The problem. Only one stretch of the listing below is wanted. Begin at the line that has "-- sample [333,180].", stop after the line that has "-- sample [90,862].", and repeat every line in between exactly.

Extracted material.

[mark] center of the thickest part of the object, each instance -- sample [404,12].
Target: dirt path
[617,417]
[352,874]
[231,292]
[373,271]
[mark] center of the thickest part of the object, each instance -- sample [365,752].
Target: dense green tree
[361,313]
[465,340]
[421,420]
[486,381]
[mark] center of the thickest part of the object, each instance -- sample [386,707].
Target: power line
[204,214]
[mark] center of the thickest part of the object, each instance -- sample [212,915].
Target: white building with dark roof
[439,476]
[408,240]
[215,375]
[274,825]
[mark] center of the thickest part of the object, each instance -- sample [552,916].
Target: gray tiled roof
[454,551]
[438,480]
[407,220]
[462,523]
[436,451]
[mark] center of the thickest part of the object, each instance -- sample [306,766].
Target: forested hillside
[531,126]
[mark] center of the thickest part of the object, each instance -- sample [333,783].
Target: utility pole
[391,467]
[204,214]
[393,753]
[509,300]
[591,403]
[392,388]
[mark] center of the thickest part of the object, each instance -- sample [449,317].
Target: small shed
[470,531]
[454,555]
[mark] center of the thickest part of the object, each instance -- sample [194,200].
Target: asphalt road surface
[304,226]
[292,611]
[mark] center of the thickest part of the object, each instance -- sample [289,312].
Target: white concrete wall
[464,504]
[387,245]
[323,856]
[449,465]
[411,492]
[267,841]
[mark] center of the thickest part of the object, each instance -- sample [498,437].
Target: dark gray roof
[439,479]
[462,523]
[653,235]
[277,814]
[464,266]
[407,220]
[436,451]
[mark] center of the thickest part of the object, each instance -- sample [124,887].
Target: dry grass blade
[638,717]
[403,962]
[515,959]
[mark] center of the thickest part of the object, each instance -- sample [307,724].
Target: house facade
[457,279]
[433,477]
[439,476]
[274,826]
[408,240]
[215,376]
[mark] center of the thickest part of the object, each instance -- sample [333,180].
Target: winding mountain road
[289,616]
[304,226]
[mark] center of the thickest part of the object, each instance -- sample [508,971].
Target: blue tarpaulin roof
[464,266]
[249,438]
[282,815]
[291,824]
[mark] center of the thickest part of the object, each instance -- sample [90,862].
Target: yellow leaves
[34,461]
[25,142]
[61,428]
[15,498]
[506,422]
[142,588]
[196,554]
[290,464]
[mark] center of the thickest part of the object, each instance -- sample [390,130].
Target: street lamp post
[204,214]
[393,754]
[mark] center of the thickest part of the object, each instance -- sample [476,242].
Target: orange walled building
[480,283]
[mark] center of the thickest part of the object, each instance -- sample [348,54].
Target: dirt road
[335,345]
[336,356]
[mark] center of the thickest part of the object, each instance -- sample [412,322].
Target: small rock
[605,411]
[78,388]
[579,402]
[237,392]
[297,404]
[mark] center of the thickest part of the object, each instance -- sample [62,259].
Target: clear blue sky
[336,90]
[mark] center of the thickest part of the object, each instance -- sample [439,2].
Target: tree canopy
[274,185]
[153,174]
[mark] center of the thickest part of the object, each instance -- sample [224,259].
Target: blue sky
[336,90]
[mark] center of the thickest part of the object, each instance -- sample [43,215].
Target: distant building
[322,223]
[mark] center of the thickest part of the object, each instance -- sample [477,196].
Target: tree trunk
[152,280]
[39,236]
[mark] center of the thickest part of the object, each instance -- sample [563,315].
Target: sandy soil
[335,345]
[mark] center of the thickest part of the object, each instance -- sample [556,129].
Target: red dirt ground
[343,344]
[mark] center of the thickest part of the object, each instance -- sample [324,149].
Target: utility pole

Answer box.
[mark] center of the thickest part of the object, each instance -- sample [333,180].
Target: winding mountain road
[289,616]
[304,226]
[mark] center of the thickest part of the object, each instance -- sample [508,971].
Target: blue tarpaulin roof
[464,266]
[249,438]
[282,815]
[291,824]
[mark] center of the thickest part of the object, each instance -- sample [90,862].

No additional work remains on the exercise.